SOURCE EXTRACT
++++++++++

Back in 12 Bottle Bar’s infancy, our friend Sam Greenspan, proprietor and author of the fantastic 11Points.com, did us a huge favor. He generously offered to create an 11 Points list of his favorite 12 Bottle Bar concoctions. Sam’s introduction of our young site to his massive audience gave us a whole new army of fans, for which we are eternally grateful. Today, it’s time to return the favor.
The line between great comedy and mediocre comedy is often razor thin. The great comics obsess over the details and they know how to wring every last percentage point of comedy out of every single joke. For my money, the funniest line in one of the funniest movies ever made, Caddyshack, comes when Rodney Dangerfield elbows an older lady on the Bushwood dance floor and asks, “Hey, honey, how’d you like to make $14 the hard way?”
14 dollars. Not 10. Not 15. 14. Rodney knew that in that moment, in that joke, the number 14 was, by some significant percentage, funnier than any other number he could have used. The difference between 14 and 15 is the difference between a polite chuckle and a spot amongst the greatest comedic one-liners of all time. In fact, I think the first rule of being a great comedian ought to be that you can correctly identify numbers or words that are inherently funny. Monty Python knew how to do it, and they performed an entire sketch on the subject of silly words and the correct identification thereof, wherein the ultimate winner was “Wankel Rotary Engine”.
See? Funny, right?
Sam Greenspan is a man who gets it. There’s nothing funny about the number 12… it’s just a dozen. You probably have a dozen of something within arm’s reach of you right now as you read this. I mean, we chose 12, and we’re hardly comic geniuses. Similarly, just about every media outlet that the world has ever known has published a “Top 10” list. Like 12, there is nothing funny about the number 10. But right in between 10 and 12, lives a much funnier number… and Sam figured it out first (well, not quite first I suppose — it was Nigel Tufnel who first reminded us that 11 is “one louder”). 11Points.com is, well, let’s let Sam explain it: “a blog made up entirely of 11-item lists. Because top 10 lists are for cowards.”

++++++++++

DATA ROWS
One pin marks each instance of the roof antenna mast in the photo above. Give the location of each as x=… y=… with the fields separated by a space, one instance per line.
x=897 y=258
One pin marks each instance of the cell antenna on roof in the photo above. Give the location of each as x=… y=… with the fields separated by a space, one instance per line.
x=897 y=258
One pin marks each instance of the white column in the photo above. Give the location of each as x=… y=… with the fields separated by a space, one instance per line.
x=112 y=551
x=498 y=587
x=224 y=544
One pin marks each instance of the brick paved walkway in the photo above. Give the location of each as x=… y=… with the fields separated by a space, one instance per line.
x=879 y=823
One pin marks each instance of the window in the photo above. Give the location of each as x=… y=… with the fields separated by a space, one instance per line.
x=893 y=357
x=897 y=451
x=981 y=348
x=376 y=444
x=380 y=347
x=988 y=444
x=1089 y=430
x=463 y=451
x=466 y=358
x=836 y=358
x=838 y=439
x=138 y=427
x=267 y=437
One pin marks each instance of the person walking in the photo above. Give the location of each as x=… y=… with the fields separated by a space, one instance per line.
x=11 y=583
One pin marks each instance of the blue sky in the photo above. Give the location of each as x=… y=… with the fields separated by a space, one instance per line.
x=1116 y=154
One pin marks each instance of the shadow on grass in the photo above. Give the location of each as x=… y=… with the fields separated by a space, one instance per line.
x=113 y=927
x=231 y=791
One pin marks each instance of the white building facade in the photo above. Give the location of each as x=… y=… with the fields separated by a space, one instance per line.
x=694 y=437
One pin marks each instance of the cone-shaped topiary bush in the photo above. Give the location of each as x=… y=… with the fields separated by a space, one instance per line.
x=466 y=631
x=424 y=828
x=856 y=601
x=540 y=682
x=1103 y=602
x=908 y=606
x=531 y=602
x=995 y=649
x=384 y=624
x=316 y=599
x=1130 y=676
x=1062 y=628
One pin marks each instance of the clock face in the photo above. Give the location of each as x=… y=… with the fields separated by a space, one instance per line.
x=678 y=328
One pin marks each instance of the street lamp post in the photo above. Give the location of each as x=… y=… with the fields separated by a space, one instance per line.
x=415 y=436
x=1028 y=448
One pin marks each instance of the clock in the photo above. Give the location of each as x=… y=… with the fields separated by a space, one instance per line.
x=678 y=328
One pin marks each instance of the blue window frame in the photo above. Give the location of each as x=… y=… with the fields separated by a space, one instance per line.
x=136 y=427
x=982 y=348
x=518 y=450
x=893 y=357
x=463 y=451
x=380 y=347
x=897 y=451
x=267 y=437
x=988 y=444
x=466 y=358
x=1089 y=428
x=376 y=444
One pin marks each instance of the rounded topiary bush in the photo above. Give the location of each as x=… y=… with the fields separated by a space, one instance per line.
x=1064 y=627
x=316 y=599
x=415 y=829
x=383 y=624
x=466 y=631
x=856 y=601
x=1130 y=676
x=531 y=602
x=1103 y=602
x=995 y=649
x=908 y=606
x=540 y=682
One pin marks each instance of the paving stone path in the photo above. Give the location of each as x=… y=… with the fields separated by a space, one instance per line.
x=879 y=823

++++++++++

WORK TO COMPLETE
Continue the 12 Bottle Bar post about Sam Greenspan and 11Points.com, picking up right after its last sentence.

ANSWER TO THE PROBLEM
But the good news — and the reason for this post — is that Sam got himself a book deal! And Sam did it the right way… he didn’t release a sex tape, or sleep with a Congressman (as far as I know), or go on an elaborate killing spree based on the 11 Plagues of the Bible. He did it the way you’re supposed to do it, by being consistently funny day-in and day-out. And we think that kind of good old-fashioned hard work deserves a stiff drink here on June 9th, National ““Buy Sam’s Damned Book” Day.
Why today? Sam told us that if you buy his book exactly on June 9th, no angels will lose their wings and be subjected to starring in Wim Wenders movies. Or the hacky Nic Cage remakes. Sounds reasonable to us.
To give you a taste of what you’re in for, Sam has shared with us an excerpt from his 11 Points Guide to Hooking Up – one that, as luck would have it, involves ordering drinks. Sam has even gone one step further here and included some color commentary exclusively for you, our loyal readers.
Without further ado, here’s Strategy #7 from “11 Bar and Party Pickup Strategies That Actually Work”:
Order an Interesting Drink When You Want to Get the Attention of the Person Standing Next to You
Per Sam, the Following Drink Orders are NOT Interesting:
A well known brand of beer.
No one ever met their future spouse by bonding over Bud Light on tap.
Vodka and anything.
There’s a reason vodka isn’t included as one of the 12 bottles you need in your bar. It’s not exciting or innovative. All you’re doing is trying to mask its taste. It’s the Brussels sprouts of alcohol.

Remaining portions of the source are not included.